In full and exactly, reproduce the entries below, but omit the pictures.

*SOURCE DATA:*
━━━━━━━━━━━━━━━━━━━━━━━━━━━━━━

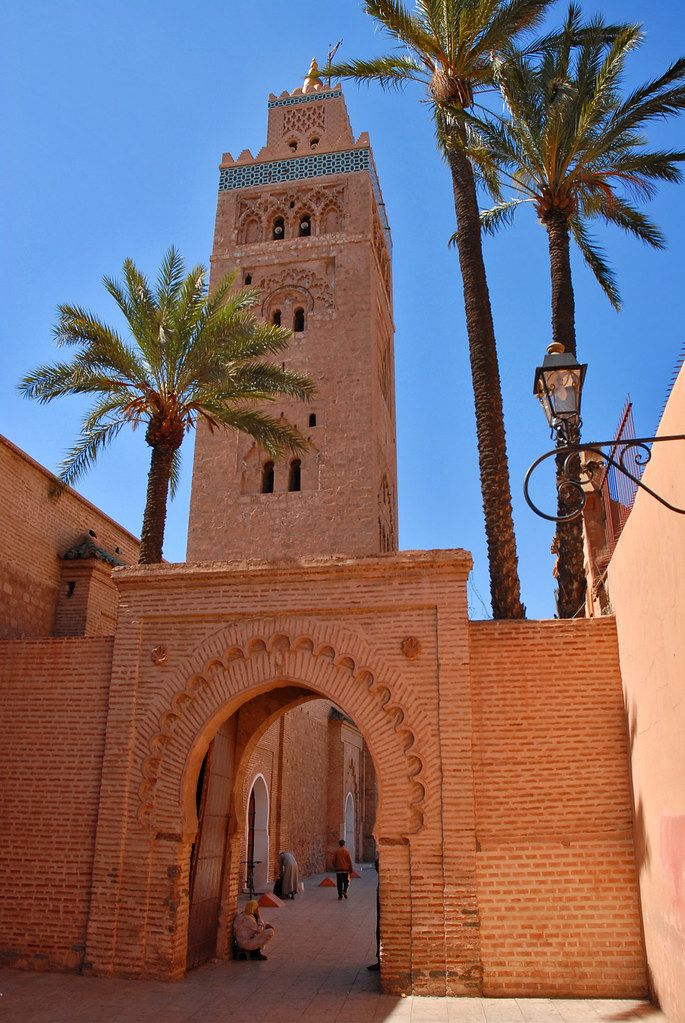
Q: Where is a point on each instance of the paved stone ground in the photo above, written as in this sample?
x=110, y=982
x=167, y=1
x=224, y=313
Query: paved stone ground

━━━━━━━━━━━━━━━━━━━━━━━━━━━━━━

*RESPONSE BOX:*
Q: Where is a point on each instance of the paved stone ground in the photo above, written as in this sample?
x=110, y=982
x=167, y=1
x=224, y=313
Query: paved stone ground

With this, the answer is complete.